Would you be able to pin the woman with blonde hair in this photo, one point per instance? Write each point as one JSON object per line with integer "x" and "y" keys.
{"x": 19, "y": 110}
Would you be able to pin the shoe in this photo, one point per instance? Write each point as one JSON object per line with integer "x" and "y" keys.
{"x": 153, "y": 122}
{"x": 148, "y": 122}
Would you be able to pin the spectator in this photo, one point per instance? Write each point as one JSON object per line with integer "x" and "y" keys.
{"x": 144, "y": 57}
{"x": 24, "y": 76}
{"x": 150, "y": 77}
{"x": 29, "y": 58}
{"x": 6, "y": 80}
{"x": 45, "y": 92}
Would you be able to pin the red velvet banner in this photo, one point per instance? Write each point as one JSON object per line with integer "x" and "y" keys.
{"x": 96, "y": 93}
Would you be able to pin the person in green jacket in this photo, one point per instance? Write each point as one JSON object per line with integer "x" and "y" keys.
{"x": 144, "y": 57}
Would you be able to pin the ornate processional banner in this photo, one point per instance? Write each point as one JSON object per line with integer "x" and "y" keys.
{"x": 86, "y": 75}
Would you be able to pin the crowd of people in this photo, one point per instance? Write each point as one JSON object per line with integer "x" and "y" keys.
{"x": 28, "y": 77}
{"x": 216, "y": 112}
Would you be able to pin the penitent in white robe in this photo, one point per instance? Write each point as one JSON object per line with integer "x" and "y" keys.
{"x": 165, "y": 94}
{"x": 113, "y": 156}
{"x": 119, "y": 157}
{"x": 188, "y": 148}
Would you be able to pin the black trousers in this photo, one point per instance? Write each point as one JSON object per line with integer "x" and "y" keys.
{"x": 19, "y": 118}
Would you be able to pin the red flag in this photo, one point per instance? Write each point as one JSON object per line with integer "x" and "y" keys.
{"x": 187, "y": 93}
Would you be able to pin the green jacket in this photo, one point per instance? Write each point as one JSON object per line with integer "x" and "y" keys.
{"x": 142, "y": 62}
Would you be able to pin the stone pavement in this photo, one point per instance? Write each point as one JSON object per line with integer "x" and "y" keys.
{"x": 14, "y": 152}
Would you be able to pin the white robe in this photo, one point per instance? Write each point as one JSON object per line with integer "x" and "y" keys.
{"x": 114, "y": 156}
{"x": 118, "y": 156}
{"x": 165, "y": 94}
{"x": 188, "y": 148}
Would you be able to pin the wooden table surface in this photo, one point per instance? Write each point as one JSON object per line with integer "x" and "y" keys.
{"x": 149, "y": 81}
::::::::
WORK TO COMPLETE:
Output exactly the lines from the one containing "Would you be able to pin the red flag" through the last line of the entries, both ends included.

EXERCISE ANSWER:
Would you be able to pin the red flag in this photo, one point per instance? Write each point as one JSON object per line with integer "x" and "y" keys.
{"x": 187, "y": 93}
Would you be able to pin the green jacket in this photo, one point per instance? Write each point as one JSON object per line with integer "x" and "y" keys.
{"x": 142, "y": 62}
Would you be able to pin the stone pavement in this photo, one point per instance? Write each point as one JSON object per line with integer "x" and "y" keys.
{"x": 14, "y": 152}
Would you be able to pin the white robe in this photo, one point per instance? Write each point as one JSON object per line with integer "x" and "y" keys.
{"x": 114, "y": 156}
{"x": 118, "y": 156}
{"x": 165, "y": 94}
{"x": 188, "y": 148}
Would you be able to pin the wooden table surface in this photo, one point per instance? Write each point as one JSON object per line with integer "x" and "y" keys.
{"x": 149, "y": 81}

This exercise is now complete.